◆ What the task asks:
Please transcribe the entries below without changing a single character.

◆ Input data:
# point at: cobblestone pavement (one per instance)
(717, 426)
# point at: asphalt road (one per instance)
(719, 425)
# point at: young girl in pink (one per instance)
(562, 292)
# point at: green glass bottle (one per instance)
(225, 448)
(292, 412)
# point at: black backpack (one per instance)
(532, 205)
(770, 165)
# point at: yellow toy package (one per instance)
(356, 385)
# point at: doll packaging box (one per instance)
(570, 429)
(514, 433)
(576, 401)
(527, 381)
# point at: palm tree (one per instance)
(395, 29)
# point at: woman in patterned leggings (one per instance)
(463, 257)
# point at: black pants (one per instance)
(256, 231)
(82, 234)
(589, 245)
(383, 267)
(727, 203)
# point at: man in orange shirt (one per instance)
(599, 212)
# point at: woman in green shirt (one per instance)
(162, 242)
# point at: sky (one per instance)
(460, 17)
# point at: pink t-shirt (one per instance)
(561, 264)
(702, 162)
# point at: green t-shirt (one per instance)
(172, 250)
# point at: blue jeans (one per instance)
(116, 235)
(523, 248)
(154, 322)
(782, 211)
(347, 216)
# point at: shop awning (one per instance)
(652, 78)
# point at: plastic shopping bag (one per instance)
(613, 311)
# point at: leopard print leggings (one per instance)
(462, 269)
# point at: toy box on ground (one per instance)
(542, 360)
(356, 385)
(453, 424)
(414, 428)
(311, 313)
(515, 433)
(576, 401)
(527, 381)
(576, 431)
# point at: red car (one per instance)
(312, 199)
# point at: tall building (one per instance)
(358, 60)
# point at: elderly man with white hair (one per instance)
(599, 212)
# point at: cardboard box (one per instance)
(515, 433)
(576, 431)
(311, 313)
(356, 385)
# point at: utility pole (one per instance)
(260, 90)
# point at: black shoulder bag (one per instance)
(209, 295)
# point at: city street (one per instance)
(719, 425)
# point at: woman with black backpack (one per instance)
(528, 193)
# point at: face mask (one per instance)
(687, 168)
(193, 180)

◆ Solution to this problem:
# point at: cobblestone pavement (one per instance)
(717, 426)
# point at: asphalt road (one per instance)
(719, 425)
# point at: young girl in pink (one per instance)
(562, 292)
# point at: green glass bottle (one per instance)
(225, 448)
(292, 412)
# point at: black backpack (one per instance)
(532, 205)
(770, 165)
# point at: yellow toy package (one per instance)
(356, 385)
# point at: doll packaging box (one per instance)
(570, 429)
(514, 433)
(576, 401)
(527, 381)
# point at: palm tree (one per instance)
(395, 29)
# point at: woman in patterned leggings (one per instance)
(463, 257)
# point at: black pants (one per instance)
(256, 231)
(82, 234)
(589, 245)
(383, 267)
(727, 203)
# point at: man in orange shirt (one per instance)
(599, 212)
# point at: woman in green shirt (one per instance)
(162, 242)
# point at: sky (one per instance)
(460, 17)
# point at: pink t-shirt (one per instance)
(561, 264)
(702, 162)
# point at: green t-shirt (one per instance)
(172, 250)
# point at: blue jeans (one per instance)
(116, 235)
(523, 248)
(154, 322)
(782, 211)
(347, 216)
# point at: shop awning (one per instance)
(652, 78)
# point at: plastic shopping bag (one per instance)
(613, 311)
# point at: leopard print leggings (one per instance)
(462, 269)
# point at: toy box on ground (one per instance)
(542, 360)
(356, 385)
(453, 424)
(414, 428)
(311, 313)
(515, 433)
(576, 401)
(527, 381)
(576, 431)
# point at: red car (one per instance)
(312, 199)
# point at: tall building (one per instance)
(358, 60)
# point at: elderly man with white hair (one per instance)
(599, 212)
# point at: cardboard box (one per instance)
(515, 433)
(576, 431)
(311, 313)
(356, 385)
# point at: utility pole (one per instance)
(260, 90)
# point at: black shoulder bag (one per instance)
(209, 295)
# point at: city street (one per instance)
(719, 425)
# point at: woman with black backpack (one per instance)
(528, 193)
# point at: face mask (one per instance)
(687, 168)
(193, 180)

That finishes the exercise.